For the entries below, repeat exactly each line starting with the one that contains "Pick out every instance of the balcony" and going on through the one that contains "Pick out every instance of the red roof", and no others.

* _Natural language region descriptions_

+ + +

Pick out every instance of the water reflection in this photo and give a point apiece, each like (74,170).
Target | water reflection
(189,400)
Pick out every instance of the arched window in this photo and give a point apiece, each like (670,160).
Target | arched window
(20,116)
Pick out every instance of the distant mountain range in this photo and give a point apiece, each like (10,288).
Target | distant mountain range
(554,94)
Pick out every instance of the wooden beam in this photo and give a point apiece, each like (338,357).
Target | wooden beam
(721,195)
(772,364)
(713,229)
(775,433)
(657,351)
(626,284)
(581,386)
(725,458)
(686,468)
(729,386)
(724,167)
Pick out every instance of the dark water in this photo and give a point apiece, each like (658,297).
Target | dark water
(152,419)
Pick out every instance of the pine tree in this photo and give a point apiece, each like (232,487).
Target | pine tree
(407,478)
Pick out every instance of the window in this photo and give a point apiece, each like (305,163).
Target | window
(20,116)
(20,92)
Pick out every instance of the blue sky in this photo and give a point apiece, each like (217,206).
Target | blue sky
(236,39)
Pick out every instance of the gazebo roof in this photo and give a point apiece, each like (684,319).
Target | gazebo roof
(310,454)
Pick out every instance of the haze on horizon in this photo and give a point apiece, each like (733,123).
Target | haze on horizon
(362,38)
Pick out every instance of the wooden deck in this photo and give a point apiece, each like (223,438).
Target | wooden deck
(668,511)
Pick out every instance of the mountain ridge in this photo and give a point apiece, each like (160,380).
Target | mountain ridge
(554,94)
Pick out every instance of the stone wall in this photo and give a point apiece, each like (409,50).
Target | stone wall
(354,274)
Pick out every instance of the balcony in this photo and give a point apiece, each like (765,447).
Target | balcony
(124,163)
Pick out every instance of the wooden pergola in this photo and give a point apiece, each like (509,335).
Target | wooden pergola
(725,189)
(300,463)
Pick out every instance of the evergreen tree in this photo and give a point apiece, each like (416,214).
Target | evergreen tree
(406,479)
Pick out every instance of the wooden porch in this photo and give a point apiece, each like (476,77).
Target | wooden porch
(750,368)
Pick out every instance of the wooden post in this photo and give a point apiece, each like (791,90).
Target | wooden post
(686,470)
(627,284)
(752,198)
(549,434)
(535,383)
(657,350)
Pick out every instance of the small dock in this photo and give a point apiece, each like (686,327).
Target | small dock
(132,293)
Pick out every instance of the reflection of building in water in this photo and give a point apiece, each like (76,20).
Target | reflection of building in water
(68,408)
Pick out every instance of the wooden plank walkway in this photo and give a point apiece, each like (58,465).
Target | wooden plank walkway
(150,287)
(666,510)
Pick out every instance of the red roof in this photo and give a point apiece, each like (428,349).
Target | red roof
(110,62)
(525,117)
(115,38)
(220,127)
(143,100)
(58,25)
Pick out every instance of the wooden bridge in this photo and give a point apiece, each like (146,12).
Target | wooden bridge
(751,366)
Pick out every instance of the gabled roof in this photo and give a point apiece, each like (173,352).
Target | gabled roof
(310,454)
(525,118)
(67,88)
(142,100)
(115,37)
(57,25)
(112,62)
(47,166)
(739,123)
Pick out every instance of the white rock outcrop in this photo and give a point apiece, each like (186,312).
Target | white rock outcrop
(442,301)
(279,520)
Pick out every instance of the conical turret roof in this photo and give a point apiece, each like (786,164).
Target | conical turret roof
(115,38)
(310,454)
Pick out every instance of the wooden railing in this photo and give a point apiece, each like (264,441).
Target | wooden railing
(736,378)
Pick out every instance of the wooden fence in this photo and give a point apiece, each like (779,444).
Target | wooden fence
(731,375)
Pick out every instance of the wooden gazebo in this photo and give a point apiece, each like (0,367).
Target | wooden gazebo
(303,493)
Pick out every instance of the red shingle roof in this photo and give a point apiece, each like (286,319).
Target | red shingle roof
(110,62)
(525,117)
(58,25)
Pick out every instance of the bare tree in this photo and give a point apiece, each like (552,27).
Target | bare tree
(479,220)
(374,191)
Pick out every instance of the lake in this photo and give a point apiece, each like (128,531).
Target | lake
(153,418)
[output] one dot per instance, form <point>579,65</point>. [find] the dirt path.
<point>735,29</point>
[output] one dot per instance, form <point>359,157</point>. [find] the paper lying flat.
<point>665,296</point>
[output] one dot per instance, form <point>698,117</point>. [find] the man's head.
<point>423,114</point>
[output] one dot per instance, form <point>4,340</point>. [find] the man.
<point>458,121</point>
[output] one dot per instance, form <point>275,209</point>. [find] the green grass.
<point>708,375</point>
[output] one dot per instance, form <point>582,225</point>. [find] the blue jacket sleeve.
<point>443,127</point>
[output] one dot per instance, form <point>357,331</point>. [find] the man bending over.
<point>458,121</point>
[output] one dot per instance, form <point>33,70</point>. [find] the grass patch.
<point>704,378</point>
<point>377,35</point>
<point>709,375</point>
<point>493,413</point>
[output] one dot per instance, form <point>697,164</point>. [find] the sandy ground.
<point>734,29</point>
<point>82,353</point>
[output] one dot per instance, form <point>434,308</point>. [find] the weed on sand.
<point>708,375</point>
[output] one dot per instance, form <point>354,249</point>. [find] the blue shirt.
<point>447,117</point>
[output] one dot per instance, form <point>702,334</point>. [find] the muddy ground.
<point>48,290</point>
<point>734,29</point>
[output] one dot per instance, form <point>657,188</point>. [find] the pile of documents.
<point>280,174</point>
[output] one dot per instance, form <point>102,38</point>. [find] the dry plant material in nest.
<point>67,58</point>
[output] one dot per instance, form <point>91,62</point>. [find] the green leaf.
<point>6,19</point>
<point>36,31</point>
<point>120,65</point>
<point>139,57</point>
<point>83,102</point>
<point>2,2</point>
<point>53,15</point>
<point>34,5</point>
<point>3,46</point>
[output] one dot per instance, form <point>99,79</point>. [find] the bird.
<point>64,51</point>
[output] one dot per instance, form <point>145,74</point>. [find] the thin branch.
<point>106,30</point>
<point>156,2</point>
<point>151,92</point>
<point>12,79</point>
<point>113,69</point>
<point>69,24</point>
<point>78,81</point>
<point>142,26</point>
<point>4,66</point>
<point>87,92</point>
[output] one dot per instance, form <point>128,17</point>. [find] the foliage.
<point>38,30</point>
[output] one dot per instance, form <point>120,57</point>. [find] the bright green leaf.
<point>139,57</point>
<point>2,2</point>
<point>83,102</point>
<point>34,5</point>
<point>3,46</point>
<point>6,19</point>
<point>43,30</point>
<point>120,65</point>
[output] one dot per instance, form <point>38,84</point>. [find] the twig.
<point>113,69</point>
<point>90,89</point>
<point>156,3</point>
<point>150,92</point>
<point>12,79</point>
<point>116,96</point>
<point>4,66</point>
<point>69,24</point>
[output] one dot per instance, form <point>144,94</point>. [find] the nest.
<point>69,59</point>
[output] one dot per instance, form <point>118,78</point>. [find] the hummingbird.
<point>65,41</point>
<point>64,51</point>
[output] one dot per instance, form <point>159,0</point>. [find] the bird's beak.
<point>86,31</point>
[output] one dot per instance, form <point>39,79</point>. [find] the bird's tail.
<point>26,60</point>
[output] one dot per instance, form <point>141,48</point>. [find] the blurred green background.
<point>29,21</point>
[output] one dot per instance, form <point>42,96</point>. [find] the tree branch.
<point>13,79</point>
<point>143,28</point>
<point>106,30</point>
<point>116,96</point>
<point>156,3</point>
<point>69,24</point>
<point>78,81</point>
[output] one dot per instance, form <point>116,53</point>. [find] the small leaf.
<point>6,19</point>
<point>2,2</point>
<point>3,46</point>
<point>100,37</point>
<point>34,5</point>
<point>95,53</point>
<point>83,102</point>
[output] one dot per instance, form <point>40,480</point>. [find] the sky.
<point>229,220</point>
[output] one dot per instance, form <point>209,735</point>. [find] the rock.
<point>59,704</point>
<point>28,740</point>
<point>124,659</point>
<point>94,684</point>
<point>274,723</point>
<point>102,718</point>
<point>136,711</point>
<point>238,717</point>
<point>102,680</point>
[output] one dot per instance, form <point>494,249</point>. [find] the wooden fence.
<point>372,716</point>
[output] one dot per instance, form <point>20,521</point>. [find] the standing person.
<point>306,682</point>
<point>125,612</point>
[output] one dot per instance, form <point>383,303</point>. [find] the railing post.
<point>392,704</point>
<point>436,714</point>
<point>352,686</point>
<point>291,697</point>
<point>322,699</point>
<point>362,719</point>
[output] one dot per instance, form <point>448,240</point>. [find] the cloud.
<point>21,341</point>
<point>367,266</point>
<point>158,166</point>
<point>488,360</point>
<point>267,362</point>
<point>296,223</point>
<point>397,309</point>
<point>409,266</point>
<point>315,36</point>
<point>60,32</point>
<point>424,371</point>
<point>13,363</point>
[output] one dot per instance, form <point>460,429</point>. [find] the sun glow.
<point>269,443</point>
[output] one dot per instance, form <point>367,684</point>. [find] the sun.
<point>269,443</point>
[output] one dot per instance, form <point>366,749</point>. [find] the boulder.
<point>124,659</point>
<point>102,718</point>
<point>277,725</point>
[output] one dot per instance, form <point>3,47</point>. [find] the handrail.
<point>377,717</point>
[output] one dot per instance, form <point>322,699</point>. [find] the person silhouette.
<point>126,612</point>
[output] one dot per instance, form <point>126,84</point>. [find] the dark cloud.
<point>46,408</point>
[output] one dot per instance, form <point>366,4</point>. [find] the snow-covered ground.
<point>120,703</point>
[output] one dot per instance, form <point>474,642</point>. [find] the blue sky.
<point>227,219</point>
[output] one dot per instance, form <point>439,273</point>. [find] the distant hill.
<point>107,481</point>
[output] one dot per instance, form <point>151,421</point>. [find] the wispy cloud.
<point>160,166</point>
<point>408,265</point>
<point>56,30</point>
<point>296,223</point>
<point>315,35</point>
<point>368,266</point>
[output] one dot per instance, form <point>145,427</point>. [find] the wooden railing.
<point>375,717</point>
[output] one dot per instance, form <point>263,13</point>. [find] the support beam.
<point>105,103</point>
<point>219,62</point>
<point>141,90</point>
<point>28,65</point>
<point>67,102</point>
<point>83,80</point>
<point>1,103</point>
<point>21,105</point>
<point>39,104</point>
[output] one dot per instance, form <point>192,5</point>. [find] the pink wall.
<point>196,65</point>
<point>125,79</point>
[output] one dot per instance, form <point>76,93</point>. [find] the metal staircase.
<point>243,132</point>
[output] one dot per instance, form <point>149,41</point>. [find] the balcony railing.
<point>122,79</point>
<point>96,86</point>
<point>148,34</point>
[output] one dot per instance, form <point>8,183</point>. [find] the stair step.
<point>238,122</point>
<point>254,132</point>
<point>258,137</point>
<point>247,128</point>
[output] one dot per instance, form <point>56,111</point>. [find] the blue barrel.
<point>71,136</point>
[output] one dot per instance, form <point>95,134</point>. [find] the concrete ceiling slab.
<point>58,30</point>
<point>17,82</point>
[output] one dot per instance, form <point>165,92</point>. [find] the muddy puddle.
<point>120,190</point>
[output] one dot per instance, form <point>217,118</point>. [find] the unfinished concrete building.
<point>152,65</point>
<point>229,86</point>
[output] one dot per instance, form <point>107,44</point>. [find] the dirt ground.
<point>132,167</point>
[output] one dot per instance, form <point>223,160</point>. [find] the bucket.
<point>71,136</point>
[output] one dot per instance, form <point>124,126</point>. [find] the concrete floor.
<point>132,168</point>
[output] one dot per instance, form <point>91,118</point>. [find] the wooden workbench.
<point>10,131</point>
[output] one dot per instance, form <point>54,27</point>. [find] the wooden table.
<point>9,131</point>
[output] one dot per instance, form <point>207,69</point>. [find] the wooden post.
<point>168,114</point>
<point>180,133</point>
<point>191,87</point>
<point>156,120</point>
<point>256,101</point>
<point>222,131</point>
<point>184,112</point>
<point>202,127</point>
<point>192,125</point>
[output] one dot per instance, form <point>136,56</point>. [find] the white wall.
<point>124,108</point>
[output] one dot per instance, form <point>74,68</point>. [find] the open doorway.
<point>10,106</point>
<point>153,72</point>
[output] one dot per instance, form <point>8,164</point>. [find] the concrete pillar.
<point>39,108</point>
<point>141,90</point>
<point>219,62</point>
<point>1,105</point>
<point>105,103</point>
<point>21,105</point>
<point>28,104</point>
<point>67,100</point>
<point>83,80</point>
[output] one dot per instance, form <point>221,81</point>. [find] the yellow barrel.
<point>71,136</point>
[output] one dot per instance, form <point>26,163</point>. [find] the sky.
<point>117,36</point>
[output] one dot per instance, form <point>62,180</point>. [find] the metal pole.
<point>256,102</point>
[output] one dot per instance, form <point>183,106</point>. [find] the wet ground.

+ + +

* _Answer for this exercise_
Pick out every instance of the balcony in this photo and give a point apiece, each like (765,447).
Target | balcony
(124,163)
Pick out every instance of the wooden pergola in this photo and give a point apiece, each like (509,335).
Target | wooden pergola
(725,189)
(300,463)
Pick out every instance of the evergreen tree in this photo and give a point apiece, each like (416,214).
Target | evergreen tree
(406,479)
Pick out every instance of the wooden porch in this photo and give a point apiece, each like (476,77).
Target | wooden porch
(750,368)
Pick out every instance of the wooden post in this photo and give a point apiece, each like (791,90).
Target | wooden post
(686,470)
(627,284)
(752,198)
(549,434)
(535,383)
(657,350)
Pick out every instance of the small dock in this photo and give a point apiece, each like (686,327).
Target | small dock
(132,293)
Pick out every instance of the reflection of building in water in this photo and give a point apiece, each like (76,20).
Target | reflection of building in water
(68,408)
Pick out every instance of the wooden plank walkway in this photo and give a point apiece, each like (58,465).
Target | wooden plank walkway
(150,287)
(666,510)
Pick out every instance of the red roof in this photo and give a point apiece, each like (428,349).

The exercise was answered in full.